● **Given records**
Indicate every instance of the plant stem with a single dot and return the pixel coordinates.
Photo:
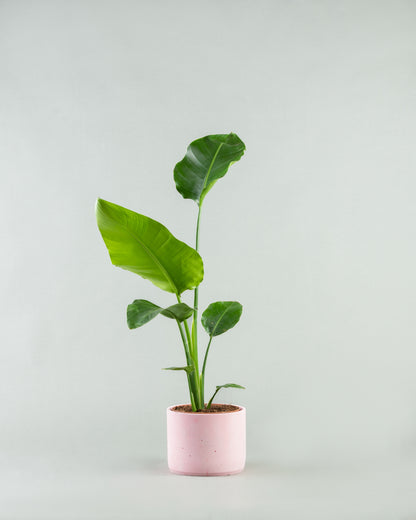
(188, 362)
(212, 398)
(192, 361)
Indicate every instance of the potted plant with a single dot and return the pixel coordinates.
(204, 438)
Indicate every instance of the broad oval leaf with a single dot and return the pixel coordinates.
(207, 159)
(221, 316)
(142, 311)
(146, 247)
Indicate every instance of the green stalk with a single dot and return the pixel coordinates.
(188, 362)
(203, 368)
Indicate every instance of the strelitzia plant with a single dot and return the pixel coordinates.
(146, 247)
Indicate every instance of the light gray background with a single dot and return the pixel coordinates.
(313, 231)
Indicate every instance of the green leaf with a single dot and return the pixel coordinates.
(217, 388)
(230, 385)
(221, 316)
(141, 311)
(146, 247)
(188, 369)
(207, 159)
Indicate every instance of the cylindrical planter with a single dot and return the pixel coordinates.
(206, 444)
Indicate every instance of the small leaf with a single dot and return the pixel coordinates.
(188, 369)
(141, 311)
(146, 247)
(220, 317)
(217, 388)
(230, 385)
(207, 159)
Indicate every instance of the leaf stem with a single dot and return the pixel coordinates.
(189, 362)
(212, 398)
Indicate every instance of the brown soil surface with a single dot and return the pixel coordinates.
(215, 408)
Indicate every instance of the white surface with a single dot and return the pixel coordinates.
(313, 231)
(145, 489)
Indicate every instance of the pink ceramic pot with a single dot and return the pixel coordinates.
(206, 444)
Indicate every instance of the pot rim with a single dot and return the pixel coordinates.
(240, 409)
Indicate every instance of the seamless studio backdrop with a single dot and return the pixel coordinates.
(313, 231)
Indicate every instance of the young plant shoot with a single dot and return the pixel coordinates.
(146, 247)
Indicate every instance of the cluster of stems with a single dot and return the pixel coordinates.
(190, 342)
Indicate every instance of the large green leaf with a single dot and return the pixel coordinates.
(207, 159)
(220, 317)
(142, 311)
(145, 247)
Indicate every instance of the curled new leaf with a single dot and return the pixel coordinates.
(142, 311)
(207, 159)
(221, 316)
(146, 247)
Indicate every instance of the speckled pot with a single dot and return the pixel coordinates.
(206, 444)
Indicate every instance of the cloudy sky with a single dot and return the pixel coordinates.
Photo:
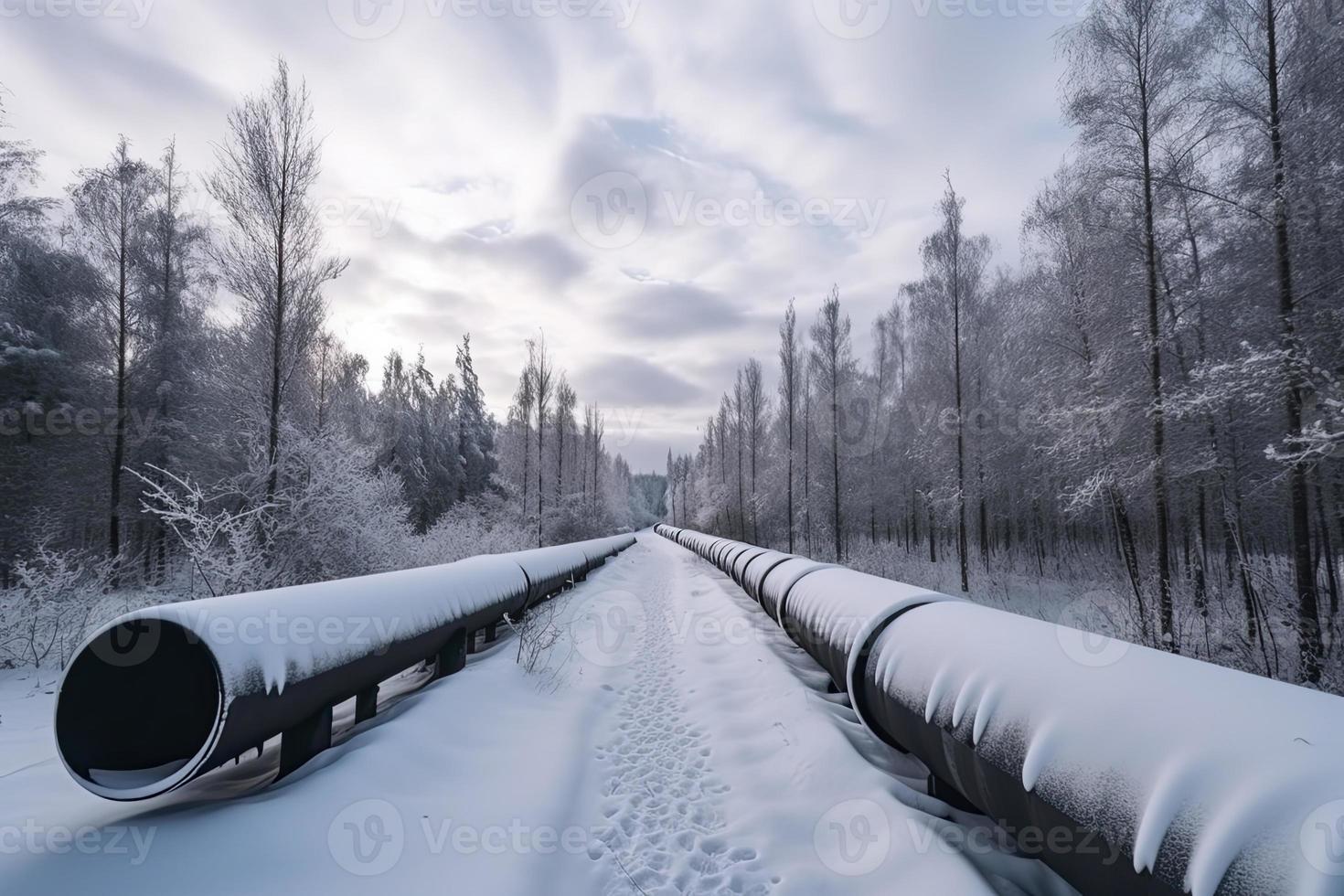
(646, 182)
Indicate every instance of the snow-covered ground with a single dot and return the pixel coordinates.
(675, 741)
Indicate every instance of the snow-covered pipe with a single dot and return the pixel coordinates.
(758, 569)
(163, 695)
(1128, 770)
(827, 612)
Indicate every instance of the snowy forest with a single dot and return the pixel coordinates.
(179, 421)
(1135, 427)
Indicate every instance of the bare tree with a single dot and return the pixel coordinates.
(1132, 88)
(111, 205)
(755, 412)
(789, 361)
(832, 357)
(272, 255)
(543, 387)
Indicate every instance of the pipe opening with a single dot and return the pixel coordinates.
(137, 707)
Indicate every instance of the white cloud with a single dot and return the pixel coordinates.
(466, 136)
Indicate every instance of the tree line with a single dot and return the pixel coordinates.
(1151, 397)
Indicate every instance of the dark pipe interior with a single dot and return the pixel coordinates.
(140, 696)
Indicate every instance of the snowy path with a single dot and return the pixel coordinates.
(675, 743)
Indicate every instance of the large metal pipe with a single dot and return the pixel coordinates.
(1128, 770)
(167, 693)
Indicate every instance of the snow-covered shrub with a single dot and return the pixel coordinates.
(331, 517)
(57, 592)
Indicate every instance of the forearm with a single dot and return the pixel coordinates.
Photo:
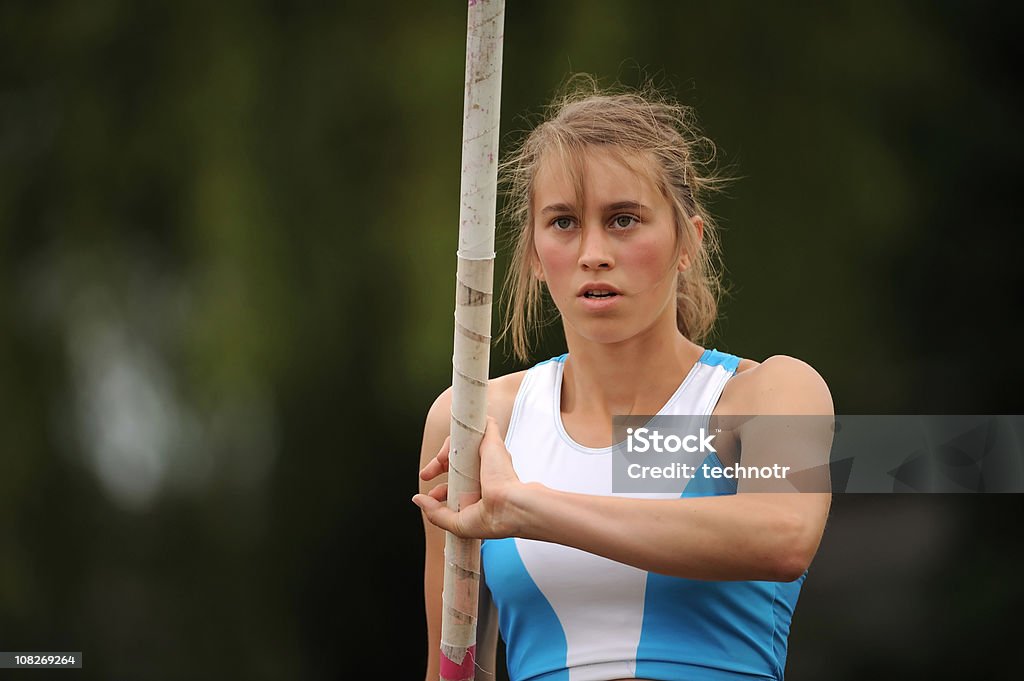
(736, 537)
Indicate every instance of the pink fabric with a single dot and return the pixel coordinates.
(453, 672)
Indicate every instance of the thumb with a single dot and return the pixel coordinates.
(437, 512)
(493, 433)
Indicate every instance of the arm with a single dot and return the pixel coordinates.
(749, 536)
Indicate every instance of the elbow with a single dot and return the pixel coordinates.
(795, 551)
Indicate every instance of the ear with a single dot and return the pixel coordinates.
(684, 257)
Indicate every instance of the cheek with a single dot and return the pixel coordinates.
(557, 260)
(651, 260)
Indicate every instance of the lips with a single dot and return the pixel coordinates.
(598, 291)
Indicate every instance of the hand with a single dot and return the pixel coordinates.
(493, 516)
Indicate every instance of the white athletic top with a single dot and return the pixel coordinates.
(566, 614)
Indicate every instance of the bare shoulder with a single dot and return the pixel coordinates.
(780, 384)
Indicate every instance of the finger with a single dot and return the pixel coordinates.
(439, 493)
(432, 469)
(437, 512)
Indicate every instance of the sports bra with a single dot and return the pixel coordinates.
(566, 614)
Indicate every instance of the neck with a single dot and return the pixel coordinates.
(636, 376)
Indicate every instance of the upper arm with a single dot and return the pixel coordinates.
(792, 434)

* * *

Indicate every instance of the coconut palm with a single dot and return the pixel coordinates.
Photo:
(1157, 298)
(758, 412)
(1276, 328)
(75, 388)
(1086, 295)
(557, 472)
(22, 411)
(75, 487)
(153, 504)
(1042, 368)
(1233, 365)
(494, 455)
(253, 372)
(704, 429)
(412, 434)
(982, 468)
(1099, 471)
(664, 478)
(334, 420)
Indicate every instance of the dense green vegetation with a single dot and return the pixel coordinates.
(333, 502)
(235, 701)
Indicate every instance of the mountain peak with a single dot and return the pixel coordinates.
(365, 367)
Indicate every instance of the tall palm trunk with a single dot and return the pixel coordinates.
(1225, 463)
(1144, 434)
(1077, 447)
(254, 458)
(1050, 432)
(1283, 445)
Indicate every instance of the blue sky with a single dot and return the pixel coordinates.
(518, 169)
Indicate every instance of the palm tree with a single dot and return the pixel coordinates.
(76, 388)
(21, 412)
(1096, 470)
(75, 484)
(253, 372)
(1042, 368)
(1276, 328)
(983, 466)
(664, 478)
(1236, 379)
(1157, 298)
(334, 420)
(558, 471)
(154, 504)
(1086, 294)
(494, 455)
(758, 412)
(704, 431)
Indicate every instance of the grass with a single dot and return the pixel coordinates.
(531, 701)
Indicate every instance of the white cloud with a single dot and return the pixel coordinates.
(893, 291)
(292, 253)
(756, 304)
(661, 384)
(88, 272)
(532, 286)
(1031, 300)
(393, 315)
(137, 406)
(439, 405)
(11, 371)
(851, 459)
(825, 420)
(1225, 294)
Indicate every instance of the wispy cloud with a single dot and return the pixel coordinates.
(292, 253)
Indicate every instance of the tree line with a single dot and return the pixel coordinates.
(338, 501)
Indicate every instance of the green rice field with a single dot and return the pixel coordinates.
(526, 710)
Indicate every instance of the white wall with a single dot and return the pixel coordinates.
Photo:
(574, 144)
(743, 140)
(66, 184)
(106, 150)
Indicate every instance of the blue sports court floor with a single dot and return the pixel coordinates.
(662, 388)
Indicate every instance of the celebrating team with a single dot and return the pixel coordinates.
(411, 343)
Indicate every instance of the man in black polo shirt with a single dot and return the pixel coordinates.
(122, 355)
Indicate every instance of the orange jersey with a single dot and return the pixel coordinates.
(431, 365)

--

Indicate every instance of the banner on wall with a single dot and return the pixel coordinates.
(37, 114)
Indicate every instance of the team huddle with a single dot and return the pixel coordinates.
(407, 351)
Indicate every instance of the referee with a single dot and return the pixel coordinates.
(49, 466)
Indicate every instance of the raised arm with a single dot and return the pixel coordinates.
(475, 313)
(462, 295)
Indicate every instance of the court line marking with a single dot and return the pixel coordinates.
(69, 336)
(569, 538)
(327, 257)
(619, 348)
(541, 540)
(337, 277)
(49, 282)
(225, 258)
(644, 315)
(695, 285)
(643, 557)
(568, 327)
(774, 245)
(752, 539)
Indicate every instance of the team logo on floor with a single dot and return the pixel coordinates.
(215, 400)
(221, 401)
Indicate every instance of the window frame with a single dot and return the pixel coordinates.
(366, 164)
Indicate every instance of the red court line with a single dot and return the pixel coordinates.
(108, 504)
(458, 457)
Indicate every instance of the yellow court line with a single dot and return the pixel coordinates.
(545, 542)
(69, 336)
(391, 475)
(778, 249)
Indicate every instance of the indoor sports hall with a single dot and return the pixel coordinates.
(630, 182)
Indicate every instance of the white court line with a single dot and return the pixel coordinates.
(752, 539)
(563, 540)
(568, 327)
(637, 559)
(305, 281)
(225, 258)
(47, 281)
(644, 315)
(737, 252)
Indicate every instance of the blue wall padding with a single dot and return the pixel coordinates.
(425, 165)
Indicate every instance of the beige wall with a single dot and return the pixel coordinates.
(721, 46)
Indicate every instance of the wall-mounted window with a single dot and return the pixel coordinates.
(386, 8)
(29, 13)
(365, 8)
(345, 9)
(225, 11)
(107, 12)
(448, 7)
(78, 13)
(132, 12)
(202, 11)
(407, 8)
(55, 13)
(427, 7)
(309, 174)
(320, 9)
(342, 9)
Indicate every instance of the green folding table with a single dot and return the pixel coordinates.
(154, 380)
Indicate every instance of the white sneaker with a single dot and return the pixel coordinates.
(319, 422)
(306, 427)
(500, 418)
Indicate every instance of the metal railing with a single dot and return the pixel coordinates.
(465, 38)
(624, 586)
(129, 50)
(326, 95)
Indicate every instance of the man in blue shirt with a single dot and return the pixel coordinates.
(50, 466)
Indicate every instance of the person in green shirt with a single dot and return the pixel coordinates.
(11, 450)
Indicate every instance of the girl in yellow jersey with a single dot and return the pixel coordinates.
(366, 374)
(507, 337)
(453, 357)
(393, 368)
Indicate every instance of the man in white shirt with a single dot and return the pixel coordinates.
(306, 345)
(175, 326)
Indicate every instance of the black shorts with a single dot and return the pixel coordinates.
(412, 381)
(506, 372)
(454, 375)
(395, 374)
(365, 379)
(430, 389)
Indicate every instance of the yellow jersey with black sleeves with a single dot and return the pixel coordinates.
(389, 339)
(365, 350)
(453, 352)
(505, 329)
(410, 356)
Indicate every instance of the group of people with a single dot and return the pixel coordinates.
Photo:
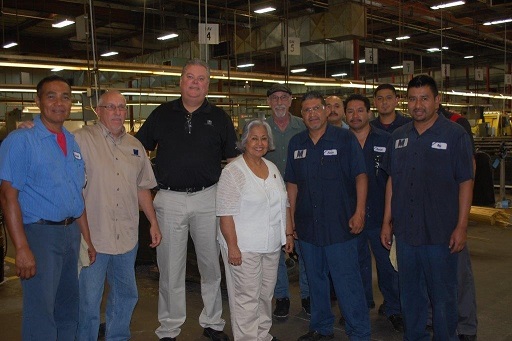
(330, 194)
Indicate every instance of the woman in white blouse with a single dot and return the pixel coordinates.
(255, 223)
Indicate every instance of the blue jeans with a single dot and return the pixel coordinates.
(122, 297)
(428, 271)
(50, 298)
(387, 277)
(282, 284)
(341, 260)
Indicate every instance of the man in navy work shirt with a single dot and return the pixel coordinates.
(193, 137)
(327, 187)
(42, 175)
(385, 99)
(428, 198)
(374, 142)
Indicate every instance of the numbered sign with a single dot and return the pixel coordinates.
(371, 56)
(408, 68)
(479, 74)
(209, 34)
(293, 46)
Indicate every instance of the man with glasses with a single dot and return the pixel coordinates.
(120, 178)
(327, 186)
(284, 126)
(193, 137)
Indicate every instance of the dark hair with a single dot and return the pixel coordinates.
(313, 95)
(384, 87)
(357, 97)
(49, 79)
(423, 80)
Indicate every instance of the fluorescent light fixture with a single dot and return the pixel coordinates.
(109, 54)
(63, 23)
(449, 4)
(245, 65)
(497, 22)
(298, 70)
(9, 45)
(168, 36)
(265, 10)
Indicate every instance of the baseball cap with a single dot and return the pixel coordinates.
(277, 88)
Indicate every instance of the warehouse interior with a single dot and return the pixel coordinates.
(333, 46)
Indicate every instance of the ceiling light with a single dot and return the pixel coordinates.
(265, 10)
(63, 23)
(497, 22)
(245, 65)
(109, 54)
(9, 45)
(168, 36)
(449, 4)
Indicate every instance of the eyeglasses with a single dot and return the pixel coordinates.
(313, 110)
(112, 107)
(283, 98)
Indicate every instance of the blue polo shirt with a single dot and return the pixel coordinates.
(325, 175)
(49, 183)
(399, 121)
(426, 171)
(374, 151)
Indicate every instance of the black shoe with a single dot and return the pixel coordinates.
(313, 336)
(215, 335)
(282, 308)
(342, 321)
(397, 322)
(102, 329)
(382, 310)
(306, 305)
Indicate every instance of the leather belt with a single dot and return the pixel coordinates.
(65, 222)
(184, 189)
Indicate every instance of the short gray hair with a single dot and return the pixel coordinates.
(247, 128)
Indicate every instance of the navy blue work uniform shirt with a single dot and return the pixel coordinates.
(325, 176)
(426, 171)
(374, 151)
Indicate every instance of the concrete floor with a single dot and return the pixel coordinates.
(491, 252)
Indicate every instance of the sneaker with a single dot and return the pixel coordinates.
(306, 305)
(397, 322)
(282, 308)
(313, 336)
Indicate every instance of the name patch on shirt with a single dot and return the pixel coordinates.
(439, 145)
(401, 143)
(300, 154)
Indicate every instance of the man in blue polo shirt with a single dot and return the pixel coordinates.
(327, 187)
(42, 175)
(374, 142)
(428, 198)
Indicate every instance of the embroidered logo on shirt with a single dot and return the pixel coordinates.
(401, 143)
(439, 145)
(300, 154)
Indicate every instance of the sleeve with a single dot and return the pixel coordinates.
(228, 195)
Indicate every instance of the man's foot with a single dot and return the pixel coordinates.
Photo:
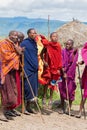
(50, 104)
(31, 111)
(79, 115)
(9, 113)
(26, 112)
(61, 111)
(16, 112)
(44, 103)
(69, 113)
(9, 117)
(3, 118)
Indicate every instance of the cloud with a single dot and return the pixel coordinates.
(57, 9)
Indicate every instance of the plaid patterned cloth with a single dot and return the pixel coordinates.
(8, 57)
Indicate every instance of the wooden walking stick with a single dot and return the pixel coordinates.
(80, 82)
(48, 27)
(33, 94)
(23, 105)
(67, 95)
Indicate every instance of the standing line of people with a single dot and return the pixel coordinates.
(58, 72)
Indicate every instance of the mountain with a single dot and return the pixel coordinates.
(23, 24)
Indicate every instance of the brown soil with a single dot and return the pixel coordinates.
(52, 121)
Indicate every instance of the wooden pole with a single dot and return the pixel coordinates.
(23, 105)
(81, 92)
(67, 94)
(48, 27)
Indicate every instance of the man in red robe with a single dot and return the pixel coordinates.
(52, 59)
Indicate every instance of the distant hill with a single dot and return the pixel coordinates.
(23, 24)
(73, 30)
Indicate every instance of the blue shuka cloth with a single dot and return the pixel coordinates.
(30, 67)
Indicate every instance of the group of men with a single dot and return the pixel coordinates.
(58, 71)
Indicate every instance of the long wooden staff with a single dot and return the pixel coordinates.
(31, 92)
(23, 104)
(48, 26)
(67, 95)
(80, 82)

● **Given exercise**
Give the stretch of data from the line containing "Indicate every instance of the snow-covered pipe" through the line containing "(1135, 427)", both included, as a JSON list of strings with one string per line.

● **Result for this task**
[
  "Indicate every instance of the snow-covered pipe with a single dot and return the pixel coordinates.",
  "(758, 569)",
  "(163, 695)",
  "(1128, 770)",
  "(827, 612)",
  "Indicate every instance of the snowy forest with a single dot and return the pixel coordinates.",
  "(179, 421)",
  "(1135, 427)"
]